====== Exercise text ======

The Schola Cantorum Basiliensis (SCB) is a music academy and research institution located in Basel, Switzerland, that focuses on early music and historically informed performance. Faculty at the school have organized performing ensembles that have made notable recordings of early music. One of the more popular of these is the 1994 album Chill to the Chant.

History

Paul Sacher founded the school in 1933. Influential faculty included August Wenzinger (cello and viola da gamba), Ina Lohr (violin), and Max Meili (vocal music). In 1954 the Schola merged with two other Basel music schools to form the City of Basel Music Academy.

======

▶ Brief 1:
Turn the paragraph of the Schola Cantorum Basiliensis passage that begins "Paul Sacher founded the school" into a short bulleted list that keeps its main facts.
▶ Brief 2:
Repeat word for word the part of the Schola Cantorum Basiliensis passage that opens with the words containing "Paul Sacher founded" and closes with "Basel Music Academy.".
You won't need the listing to do this work.

====== Records supplied ======

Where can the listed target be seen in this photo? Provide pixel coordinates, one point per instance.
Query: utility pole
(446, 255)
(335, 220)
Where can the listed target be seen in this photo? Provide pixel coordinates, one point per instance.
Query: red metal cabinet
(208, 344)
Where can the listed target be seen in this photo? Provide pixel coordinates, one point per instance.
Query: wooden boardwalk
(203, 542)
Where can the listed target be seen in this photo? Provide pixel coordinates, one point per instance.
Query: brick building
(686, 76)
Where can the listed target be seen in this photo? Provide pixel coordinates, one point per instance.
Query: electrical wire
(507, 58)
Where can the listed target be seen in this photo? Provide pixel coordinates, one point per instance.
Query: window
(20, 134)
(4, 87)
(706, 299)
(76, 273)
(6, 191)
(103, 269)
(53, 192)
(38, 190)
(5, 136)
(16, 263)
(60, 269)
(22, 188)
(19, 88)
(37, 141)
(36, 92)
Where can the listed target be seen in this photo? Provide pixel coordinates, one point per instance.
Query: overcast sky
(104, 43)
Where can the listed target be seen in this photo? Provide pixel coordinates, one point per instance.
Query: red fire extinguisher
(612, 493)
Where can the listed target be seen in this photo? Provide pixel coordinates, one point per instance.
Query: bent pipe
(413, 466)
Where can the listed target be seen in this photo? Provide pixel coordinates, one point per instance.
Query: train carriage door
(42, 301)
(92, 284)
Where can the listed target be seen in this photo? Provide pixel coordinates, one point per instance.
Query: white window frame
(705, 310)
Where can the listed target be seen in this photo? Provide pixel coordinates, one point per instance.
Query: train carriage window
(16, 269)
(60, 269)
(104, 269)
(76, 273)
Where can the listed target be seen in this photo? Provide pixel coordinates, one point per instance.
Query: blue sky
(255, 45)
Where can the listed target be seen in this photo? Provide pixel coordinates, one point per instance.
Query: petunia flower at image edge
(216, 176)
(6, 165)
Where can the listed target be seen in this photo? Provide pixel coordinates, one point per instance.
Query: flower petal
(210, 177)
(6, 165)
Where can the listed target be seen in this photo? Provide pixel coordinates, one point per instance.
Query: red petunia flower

======

▶ Exercise result 1:
- Paul Sacher founded the school in 1933.
- Influential faculty: August Wenzinger (cello and viola da gamba), Ina Lohr (violin), Max Meili (vocal music).
- In 1954 it merged with two other Basel music schools to form the City of Basel Music Academy.

▶ Exercise result 2:
Paul Sacher founded the school in 1933. Influential faculty included August Wenzinger (cello and viola da gamba), Ina Lohr (violin), and Max Meili (vocal music). In 1954 the Schola merged with two other Basel music schools to form the City of Basel Music Academy.